▶ Short problem: Please reproduce the records below word for word, starting at the line that contains "water with a single marker." and ending at the last line of the records.

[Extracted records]
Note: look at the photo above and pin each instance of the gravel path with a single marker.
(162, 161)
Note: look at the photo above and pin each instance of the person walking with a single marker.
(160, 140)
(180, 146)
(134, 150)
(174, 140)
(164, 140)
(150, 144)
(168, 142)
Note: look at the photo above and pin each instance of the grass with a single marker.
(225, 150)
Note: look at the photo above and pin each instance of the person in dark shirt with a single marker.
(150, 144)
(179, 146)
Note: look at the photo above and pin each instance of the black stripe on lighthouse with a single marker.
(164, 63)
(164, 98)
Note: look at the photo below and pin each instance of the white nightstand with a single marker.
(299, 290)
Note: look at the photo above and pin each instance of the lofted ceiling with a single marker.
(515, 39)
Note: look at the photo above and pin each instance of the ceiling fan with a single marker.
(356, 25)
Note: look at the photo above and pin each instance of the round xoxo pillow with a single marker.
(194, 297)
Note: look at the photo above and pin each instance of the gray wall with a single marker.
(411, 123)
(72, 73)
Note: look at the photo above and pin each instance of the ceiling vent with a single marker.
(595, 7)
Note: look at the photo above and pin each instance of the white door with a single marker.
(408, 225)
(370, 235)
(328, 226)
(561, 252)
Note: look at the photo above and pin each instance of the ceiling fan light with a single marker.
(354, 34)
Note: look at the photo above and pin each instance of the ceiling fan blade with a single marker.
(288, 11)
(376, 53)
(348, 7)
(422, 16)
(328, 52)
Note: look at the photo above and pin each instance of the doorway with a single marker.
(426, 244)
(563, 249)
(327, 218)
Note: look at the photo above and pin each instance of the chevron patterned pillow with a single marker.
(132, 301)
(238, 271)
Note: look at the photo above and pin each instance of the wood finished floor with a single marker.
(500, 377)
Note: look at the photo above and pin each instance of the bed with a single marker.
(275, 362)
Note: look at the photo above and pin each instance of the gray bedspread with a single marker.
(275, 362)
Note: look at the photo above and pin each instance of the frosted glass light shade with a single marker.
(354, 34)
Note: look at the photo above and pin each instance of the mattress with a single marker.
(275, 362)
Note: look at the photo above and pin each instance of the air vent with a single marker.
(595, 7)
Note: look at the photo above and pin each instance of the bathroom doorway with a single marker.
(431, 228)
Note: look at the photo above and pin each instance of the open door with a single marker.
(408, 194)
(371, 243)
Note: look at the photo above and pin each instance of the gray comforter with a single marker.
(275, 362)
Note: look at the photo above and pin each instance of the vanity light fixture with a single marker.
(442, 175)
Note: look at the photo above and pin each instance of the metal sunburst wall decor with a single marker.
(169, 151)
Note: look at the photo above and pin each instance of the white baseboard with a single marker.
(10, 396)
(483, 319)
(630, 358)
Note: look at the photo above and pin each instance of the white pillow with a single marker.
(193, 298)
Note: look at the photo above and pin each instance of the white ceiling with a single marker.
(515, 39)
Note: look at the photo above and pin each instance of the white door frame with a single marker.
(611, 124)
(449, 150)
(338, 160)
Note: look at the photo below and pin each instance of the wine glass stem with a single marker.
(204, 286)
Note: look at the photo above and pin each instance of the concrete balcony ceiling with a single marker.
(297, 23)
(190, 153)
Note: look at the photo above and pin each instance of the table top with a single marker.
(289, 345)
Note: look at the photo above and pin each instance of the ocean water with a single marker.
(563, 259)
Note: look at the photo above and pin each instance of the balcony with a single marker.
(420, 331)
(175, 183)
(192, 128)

▶ Full output:
Note: look at the photo above and pin each instance of the ocean water with a single marker.
(563, 259)
Note: look at the photo above and pin each instance of the balcony with a single marker.
(420, 331)
(175, 183)
(192, 128)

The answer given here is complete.